| Texto para leitura |
+++++

Cézar Henrique Maranhão

Universidade Federal da Paraíba (UFPB), Paraíba, Brasil <cezarmaranhao@uol.com.br>

Nascido em 1930, na cidade de Budapeste, Hungria, István Mészáros tem desenvolvido importantes estudos que procuram resgatar a densidade e a radicalidade da crítica marxista ao sistema de produção e reprodução social baseado no capital. Entre seus trabalhos destacam-se obras fundamentais para a compreensão contemporânea do pensamento de Marx, tais como: A teoria da alienação em Marx, livro que ganhou o Prêmio Deutscher em 1971; O poder da ideologia, publicado primeiramente no Brasil pela editora Ensaio, em 1996, e atualmente reeditado pela Boitempo; sem falar na sua obra de maior fôlego: Para além do capital, que reúne, num denso e longo volume, mais de 25 anos de estudos sobre a atualidade da crítica marxiana. Vale ressaltar que recentemente o autor foi contemplado com o Prêmio Simon Bolívar do Pensamento Crítico pelo seu livro O desafio e o fardo do tempo histórico, lançado em 2007, também pela Boitempo. Todas essas publicações fazem parte da construção de uma crítica devastadora aos mecanismos de produção e reprodução que o autor chama de 'sistema sociometabólico do capital'. Através de uma aguda investigação, István Mészáros tem se firmado como um dos principais intelectuais marxistas contemporâneos e como um dos críticos mais profundos e radicais das sérias ameaças impostas pelo capital ao futuro da humanidade.

O livro A crise estrutural do capital reúne sete artigos e uma entrevista que condensam as principais teses e formulações analíticas do autor sobre as raízes concretas da atual crise do sistema capitalista mundial. Com textos escritos ao longo de duas décadas, o mais antigo em 1971 e o mais recente em 2009, a publicação contém artigos que, ao negarem a substância episódica ou pontual da atual crise capitalista, apontam para a existência de uma "crise estrutural do sistema metabólico do capital" que afeta todas as esferas de produção e reprodução social.

+++++

| Conjunto de dados |

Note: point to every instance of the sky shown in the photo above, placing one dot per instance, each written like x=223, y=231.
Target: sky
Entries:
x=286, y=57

+++++

| Lista de tarefas |
(a) Indique se cada afirmação abaixo está de acordo com o texto sobre István Mészáros, respondendo sim ou não e citando literalmente as palavras do texto que decidem a questão: (i) Mészáros nasceu em Budapeste, em 1930; (ii) O poder da ideologia recebeu o Prêmio Deutscher em 1971; (iii) A crise estrutural do capital reúne sete artigos e uma entrevista.
(b) Retome o texto sobre István Mészáros a partir do ponto em que ele termina.

| Respostas por tarefa |
(a)
(i) Sim: "Nascido em 1930, na cidade de Budapeste, Hungria".
(ii) Não: "A teoria da alienação em Marx, livro que ganhou o Prêmio Deutscher em 1971".
(iii) Sim: "O livro A crise estrutural do capital reúne sete artigos e uma entrevista".

(b)
Ao contrário das teses sobre um suposto 'capitalismo organizado', que dominaram o debate intelectual pós-Segunda Guerra, desde o final dos anos 60 do século passado, Mészáros já chamava a atenção para a emergência de uma nova fase da crise capitalista. Depois de um longo período dominado pelas tradicionais crises cíclicas, que alternavam momentos de expansão e recessão, o sistema capitalista passa agora a atravessar uma crise endêmica, cumulativa, crônica e permanente, indicando a ativação dos limites estruturais absolutos do sistema socio-metabólico do capital. Assim, a crise estrutural do capital tem aprofundado a histórica disjunção entre produção para as necessidades sociais e a autorreprodução do capital, ampliando suas características destrutivas e recolocando como imperativo vital para o futuro da humanidade a busca por uma alternativa ao sistema metabólico do capital.

Ao desenvolver suas análises sob o prisma do método inaugurado por Marx, as reflexões de Mészáros procuram respostas para duas questões fundamentais: Que determinações históricas fizeram com que o capital adentrasse uma fase em que não pode mais encontrar soluções duradouras para as suas próprias contradições ficando condenado a exacerbar seu potencial destrutivo? E que contradições inscritas na dinâmica da luta de classes e no próprio desenvolvimento capitalista podem oferecer as condições e requisitos para uma alternativa radicalmente contrária à dinâmica coisificante e predatória do capital?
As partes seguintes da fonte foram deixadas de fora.